**Goal**
Pick out every line of the data below that contains the string "fabric", and copy each such line in full. Matching is case-sensitive.
********************
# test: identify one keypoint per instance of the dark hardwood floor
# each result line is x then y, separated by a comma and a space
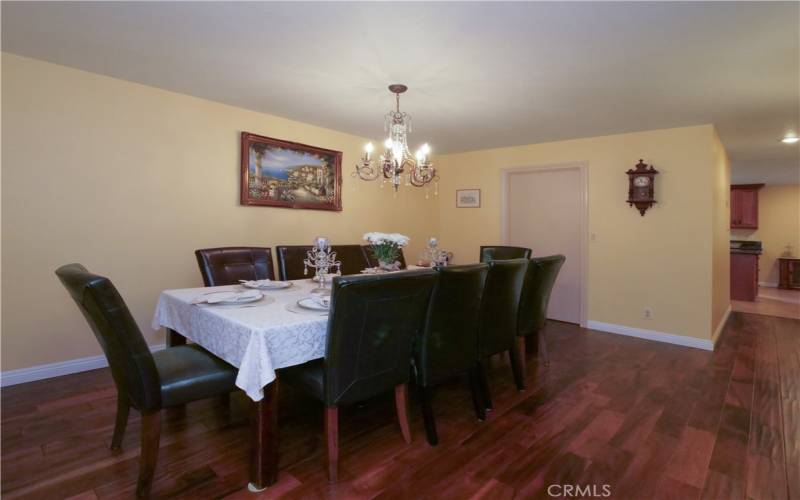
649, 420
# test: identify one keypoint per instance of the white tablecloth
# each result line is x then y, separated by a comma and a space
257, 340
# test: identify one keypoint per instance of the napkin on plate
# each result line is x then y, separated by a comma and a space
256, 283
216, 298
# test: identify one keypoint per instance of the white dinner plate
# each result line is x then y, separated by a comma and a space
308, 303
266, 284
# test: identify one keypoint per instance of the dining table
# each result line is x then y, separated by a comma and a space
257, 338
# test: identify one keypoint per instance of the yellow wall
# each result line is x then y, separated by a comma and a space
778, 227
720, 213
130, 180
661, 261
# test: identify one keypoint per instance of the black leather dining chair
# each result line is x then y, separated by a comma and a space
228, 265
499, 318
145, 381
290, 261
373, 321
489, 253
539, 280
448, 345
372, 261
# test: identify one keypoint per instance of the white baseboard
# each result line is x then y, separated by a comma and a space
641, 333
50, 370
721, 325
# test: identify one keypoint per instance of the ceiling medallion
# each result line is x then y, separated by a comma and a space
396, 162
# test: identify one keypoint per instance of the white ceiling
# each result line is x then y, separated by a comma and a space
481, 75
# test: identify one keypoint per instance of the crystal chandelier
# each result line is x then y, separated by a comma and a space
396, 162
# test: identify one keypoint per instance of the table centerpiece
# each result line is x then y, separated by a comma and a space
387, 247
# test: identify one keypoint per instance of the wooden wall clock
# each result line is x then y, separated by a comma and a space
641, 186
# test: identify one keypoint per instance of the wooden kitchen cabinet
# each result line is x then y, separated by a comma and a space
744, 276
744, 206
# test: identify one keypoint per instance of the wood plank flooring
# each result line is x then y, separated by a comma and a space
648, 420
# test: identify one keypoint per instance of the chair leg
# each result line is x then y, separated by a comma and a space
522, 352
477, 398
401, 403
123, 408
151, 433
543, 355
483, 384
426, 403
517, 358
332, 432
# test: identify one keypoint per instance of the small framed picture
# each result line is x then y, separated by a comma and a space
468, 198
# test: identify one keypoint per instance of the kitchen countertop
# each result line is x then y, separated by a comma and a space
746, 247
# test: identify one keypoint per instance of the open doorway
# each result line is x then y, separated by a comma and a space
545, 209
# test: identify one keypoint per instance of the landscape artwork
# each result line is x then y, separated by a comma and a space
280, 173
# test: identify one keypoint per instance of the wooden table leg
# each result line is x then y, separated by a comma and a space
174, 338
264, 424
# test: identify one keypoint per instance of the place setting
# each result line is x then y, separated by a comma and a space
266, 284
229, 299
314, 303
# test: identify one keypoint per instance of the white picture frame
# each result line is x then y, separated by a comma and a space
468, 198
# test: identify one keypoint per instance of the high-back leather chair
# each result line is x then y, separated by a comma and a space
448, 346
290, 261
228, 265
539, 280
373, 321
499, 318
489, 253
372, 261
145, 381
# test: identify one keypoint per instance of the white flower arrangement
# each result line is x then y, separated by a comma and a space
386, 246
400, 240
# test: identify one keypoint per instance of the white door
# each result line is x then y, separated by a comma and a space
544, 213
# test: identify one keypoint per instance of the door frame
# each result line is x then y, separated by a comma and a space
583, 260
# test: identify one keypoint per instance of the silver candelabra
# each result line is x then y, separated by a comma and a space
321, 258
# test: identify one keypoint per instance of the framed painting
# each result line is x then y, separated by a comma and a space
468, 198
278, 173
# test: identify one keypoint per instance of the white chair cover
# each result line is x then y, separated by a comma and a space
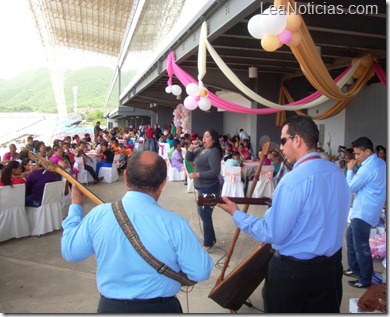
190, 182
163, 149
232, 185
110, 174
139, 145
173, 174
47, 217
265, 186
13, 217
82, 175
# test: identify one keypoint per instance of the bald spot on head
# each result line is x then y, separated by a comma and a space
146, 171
********************
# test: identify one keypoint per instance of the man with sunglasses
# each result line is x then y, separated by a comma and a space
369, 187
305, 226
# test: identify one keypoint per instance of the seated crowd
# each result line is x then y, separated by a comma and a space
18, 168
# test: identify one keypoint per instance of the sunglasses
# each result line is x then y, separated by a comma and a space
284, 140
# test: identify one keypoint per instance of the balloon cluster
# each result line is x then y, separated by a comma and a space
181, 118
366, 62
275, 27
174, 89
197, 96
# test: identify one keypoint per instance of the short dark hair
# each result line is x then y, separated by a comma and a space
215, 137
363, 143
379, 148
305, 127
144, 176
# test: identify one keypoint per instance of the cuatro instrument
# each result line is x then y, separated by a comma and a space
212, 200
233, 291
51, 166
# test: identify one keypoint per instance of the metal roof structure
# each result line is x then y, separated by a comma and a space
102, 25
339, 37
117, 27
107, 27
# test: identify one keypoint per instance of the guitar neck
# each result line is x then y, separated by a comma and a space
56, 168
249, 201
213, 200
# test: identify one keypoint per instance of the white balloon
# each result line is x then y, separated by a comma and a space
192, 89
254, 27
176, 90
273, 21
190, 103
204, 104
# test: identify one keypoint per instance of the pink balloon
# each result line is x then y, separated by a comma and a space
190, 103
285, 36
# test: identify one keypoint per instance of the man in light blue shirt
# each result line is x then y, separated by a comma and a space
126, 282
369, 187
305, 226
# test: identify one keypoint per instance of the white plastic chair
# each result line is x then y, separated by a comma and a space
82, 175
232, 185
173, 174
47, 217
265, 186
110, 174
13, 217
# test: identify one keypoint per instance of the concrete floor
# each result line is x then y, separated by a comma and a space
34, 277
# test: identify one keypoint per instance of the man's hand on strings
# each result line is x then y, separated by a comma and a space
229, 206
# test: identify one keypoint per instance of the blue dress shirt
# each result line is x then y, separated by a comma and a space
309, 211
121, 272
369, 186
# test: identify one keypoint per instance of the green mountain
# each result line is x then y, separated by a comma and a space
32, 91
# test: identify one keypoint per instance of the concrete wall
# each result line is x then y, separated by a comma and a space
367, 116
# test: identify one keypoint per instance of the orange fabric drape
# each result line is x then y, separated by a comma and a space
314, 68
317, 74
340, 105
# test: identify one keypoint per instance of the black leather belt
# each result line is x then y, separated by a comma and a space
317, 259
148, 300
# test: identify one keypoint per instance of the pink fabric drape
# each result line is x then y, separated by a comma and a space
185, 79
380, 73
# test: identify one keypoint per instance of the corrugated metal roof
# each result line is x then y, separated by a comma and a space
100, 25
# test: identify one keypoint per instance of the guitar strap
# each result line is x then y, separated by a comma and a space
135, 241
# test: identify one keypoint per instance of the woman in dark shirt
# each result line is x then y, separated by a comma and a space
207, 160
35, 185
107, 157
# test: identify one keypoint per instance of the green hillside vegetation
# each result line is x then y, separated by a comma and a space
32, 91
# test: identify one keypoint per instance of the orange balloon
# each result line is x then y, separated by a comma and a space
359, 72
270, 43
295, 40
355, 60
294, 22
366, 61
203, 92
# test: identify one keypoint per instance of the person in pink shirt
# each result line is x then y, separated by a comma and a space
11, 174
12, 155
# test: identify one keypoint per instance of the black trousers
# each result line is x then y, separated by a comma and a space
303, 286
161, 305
********************
**Final result**
# test: identify one keypoint per instance of the orange fabric drape
# test: identify one keypoint per instance of the pink fabric drape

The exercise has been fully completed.